# 12" or 15" for SQ setup? Big differences?



## ta_nhra02 (Jul 20, 2009)

Hi Everyone!!! I had no help on my last post here so I will try and make this one a little easier. I need a "good" under 300 dollar preferably, 15 inch sub-woofer. I have 4 cubic feet to work with. What are the SQ guys running? I listen to mostly 70's 80's 90's to current rock-hard rock. With a small mix of country and very little rap. I am working with 1000RMS watts at 4ohms. I'm not worried about output. 1K watts already solves that problem. I am looking for a nice musical sub that will handle the power. Box WILL be ported! I am a craftsman. I need to make a decision soon because I want to start cutting wood!
I have not been into car audio for years. I have no local stores around and I am not going into the hood to ask "whats in the trunk".
THANKS!!!!!
Derek.


----------



## TREETOP (Feb 11, 2009)

I'd recommend looking into the Fi Q15.


----------



## The Drake (Apr 3, 2007)

ported and quality dont usually go together.... if your looking for higher quality go with a sealed or IB setup. There are a countless number of subs around that are in your price range. Do some research and check around the review section.


----------



## mikey7182 (Jan 16, 2008)

I'd look into the JBL W15GTi MKII. It will put you at 3 ohms, but your amp may not be that picky.


----------



## ta_nhra02 (Jul 20, 2009)

"Ported and quality don't usually go together"... Do you mean sound quality? And why do they not go together? I don't get that at all.


----------



## fastlane (Apr 6, 2009)

ta_nhra02 said:


> "Ported and quality don't usually go together"... Do you mean sound quality? And why do they not go together? I don't get that at all.


No he meant the former. Most guys automatically dismiss ported boxes as being capable of good sq. The problem is, it's really easy to screw up a ported box, whereas sealed boxes are pretty much fool proof. I feel a good ported can sound every bit as good as sealed, but it takes someone who know what they're doing.


----------



## Tonyguy (Nov 15, 2007)

I got a Focal 15" 38VX that would work awesome for you. Its got 97db efficiency. PM me if interested.


----------



## The Drake (Apr 3, 2007)

fastlane said:


> No he meant the former. Most guys automatically dismiss ported boxes as being capable of good sq. The problem is, it's really easy to screw up a ported box, whereas sealed boxes are pretty much fool proof. I feel a good ported can sound every bit as good as sealed, but it takes someone who know what they're doing.

Dataset entries:
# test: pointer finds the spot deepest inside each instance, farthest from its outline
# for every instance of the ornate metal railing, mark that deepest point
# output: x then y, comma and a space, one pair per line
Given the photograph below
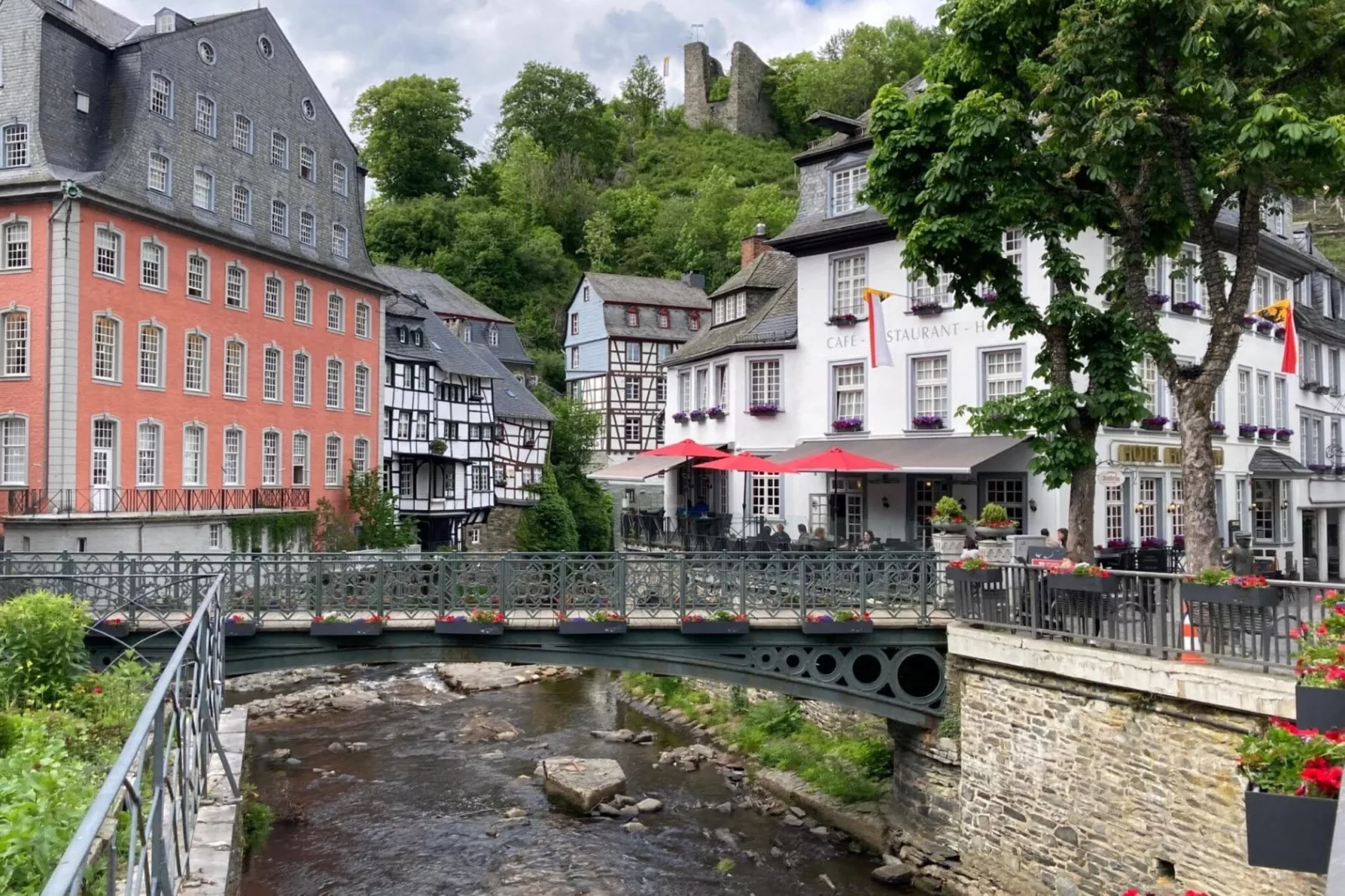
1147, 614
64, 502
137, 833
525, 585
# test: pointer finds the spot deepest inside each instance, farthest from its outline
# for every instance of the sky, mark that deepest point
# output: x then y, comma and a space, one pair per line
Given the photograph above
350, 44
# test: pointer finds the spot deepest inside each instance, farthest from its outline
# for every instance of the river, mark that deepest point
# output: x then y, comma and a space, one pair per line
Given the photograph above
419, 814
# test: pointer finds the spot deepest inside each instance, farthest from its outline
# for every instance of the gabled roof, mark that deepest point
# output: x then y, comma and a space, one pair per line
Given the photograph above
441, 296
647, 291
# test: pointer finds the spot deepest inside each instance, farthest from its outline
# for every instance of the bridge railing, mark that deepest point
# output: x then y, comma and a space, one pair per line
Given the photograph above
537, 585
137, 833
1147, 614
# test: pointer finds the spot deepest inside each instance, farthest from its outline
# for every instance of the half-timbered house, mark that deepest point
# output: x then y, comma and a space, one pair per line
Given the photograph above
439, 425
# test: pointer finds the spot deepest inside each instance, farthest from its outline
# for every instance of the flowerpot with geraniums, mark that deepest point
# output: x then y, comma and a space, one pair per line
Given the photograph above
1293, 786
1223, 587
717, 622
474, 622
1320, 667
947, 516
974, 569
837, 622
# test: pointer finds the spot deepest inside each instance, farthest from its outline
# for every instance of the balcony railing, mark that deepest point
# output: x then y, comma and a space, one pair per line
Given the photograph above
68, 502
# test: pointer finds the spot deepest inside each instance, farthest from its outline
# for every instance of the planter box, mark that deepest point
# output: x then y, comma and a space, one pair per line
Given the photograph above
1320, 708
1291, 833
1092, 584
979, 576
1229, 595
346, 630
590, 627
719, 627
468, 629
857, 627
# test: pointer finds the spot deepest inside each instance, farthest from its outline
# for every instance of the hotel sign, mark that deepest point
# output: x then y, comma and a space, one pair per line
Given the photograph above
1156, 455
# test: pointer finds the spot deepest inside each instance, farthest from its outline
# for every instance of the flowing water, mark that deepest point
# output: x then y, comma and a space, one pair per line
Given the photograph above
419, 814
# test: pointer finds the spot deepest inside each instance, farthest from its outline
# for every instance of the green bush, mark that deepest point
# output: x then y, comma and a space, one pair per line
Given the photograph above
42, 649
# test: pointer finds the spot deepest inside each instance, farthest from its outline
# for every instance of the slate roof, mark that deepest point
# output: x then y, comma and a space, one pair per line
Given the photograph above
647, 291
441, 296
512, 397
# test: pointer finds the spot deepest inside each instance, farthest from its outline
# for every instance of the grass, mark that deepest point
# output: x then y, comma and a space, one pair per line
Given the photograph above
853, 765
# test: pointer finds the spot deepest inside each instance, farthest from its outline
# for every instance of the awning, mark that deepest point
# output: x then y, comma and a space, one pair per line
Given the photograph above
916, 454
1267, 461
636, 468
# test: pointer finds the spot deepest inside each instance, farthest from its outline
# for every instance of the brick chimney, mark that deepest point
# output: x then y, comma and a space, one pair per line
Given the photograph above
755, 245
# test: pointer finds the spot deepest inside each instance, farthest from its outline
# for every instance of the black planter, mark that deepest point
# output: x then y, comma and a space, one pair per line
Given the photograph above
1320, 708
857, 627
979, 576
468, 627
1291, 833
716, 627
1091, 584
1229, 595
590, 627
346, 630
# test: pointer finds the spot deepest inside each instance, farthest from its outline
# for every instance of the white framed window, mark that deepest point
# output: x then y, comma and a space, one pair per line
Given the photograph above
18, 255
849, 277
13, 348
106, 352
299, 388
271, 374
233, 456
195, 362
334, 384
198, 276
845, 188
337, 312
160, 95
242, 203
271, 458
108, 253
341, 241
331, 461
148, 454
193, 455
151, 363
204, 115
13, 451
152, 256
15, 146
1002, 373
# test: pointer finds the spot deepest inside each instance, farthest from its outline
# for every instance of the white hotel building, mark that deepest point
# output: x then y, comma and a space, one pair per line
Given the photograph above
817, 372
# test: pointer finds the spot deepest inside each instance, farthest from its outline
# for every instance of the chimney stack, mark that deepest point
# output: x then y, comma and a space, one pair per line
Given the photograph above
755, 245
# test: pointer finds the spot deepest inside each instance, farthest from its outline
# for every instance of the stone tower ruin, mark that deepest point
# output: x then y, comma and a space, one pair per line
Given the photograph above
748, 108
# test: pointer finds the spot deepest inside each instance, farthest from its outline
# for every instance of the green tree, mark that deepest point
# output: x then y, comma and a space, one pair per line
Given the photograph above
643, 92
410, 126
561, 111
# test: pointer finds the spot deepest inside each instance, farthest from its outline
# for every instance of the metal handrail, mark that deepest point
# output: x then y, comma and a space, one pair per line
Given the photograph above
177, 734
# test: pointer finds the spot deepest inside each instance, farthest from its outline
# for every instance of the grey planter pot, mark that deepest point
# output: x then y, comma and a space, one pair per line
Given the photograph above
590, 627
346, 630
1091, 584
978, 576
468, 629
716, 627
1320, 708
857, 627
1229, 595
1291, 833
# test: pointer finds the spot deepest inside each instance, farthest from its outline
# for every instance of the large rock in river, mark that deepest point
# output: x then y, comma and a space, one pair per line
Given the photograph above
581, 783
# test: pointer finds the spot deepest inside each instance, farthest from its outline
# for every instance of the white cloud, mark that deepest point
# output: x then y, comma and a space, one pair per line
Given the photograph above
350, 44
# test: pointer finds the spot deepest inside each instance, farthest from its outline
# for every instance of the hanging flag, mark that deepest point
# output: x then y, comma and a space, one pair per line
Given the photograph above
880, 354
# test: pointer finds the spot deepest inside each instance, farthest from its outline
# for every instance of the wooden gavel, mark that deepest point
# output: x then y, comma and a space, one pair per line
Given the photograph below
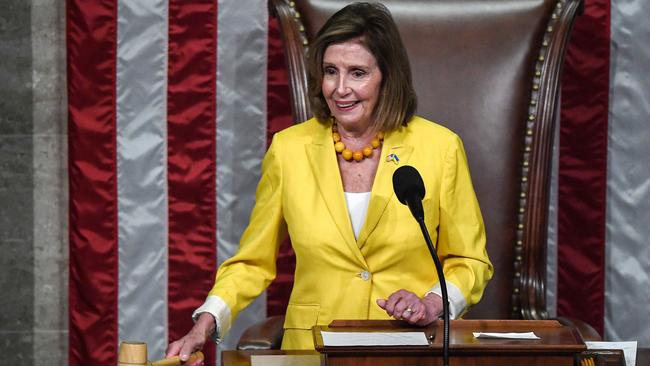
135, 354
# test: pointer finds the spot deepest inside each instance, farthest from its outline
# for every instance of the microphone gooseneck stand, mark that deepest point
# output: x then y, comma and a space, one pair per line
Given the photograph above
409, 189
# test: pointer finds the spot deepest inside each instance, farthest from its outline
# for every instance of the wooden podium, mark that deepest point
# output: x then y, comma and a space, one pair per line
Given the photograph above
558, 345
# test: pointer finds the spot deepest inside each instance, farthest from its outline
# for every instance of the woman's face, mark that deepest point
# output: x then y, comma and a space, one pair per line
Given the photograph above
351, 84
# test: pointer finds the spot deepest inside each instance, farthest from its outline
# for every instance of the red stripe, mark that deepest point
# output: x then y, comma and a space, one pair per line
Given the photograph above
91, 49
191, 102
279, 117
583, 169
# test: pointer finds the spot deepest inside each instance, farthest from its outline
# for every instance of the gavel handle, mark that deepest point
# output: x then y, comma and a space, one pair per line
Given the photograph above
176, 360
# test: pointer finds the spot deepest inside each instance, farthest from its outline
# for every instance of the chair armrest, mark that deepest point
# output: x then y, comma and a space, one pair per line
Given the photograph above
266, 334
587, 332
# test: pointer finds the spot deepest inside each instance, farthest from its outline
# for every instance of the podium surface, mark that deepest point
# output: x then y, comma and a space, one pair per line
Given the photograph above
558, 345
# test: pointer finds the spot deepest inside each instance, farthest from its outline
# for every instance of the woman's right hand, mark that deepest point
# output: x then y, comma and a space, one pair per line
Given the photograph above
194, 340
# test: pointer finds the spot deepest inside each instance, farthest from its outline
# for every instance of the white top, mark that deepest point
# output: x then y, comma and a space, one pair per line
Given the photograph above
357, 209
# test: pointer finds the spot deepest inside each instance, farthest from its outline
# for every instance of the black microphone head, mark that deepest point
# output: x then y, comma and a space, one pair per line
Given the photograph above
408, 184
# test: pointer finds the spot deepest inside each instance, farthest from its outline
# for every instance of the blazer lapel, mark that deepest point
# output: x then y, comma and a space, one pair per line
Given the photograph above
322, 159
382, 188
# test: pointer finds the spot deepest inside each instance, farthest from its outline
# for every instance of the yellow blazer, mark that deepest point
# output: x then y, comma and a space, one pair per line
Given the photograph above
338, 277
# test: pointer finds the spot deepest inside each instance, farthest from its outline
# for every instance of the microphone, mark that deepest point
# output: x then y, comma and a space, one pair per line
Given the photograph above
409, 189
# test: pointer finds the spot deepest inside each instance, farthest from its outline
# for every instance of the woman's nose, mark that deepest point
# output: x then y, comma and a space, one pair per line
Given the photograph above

Task to carry out:
Resume the forum thread on choosing a subwoofer for a sound-quality setup, picking up immediately after its final line.

Reply:
I can only speak from experience, but I have had two professionally built custom ported boxes for a single dayton titanic MKIII and an IDMAX, the output was surely there, but wow did they both suffer in sound quality after comparing them in sealed boxes and IB installations.


----------



## 89grand (Nov 23, 2006)

The Drake said:


> ported and quality dont usually go together.... if your looking for higher quality go with a sealed or IB setup.


I would definitely say that this is incorrect.

There's absolutely nothing wrong with the sound quality of a properly designed and built ported enclosure. In fact, they have a number of advantages.

Yours was probably designed wrong and/or tuned too high.


----------



## Ziggy (Nov 29, 2007)

Been looking at this today, was trying to find you the Diyma thread link -but I couldn't find it for some strange reason... step up to some 18's!... 
At that price, you could at least try it. 

http://www.pierceaudioproducts.com/

THEN there's this from DIYMA member!: http://www.diymobileaudio.com/forum/classifieds/60817-image-dynamics-idw15s.html


----------



## WLDock (Sep 27, 2005)

mikey7182 said:


> I'd look into the JBL W15GTi MKII. It will put you at 3 ohms, but your amp may not be that picky.


 There are so many 15's around but I like the W15GTi as well. Will work in 4 cubes ported.
http://manuals.harman.com/JBL/CAR/Technical Sheet/W15GTifn.pdf
Just under $330 shipped on ebay. Will your amp be OK with a 3 Ohm load? Which amp do you have?

While I have used the W12GTi sealed and I had a bud that ran 3 W12GTi ported (Now He is running an 18" SoundSplinter RL-p18 sealed powered by a JBL/CROWN BPX2200.1!!!) the sub is Nice. The three 12's ported off the JBL/CROWN 2200 was crazy lound....but my bud likes the 18" better.

I have only heard the W15GTi mounted Infinite Baffle in a couple of sound quality installs that had 8" midbasses and both had at least 1000 watts to the sub.

















This install is all about sound first and show yet has a ton of power, about 5000 watts. One JBL/CROWN BPX2200.1 per W15GTi. Also has FOCAL Be tweets, 3" mids and SEAS NEXTEL 8" midbasses powered by JBL.









The sub goes low and had a nice dry low overhang type of sound. In both installs a low crossover point was used.


----------



## Vega-LE (Feb 22, 2009)

I'd go with two twelves (ported) over a single 15. Both boxes would be similar in size. So instead of getting a single 15" 1,000 watt sub, just get two 500 watt 12's.


----------



## emperorjj1 (Sep 10, 2008)

dont know why we are fighting over it because it doesnt matter for the op. he said will be ported so ported it is. Q 15 sounds like a great idea to me

the debate over ported vs sealed isn't necessarily how it sounds. a correctly tuned ported box will sound good on certain music. but its slow and wont keep up where the sealed would


----------



## Chaos (Oct 27, 2005)

What do you think about a JL 13W6v2 ?


----------



## UncleMeat (Jul 14, 2009)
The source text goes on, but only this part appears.